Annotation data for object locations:
◇ ◇ ◇ ◇ ◇ ◇ ◇

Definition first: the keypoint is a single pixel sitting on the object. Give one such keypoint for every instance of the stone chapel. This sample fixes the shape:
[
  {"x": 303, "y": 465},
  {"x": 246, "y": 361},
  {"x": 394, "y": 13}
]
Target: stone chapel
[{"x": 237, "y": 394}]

◇ ◇ ◇ ◇ ◇ ◇ ◇

• SHORT EXERCISE
Please reproduce all of the lines above, requests included, and shift every x and y coordinate in the answers up by 94. Leave the sample coordinates inside the requests unchanged.

• RESULT OF THE EXERCISE
Definition first: the keypoint is a single pixel sitting on the object. Give one such keypoint for every instance of the stone chapel. This sample fixes the shape:
[
  {"x": 303, "y": 465},
  {"x": 246, "y": 361},
  {"x": 394, "y": 13}
]
Target: stone chapel
[{"x": 331, "y": 488}]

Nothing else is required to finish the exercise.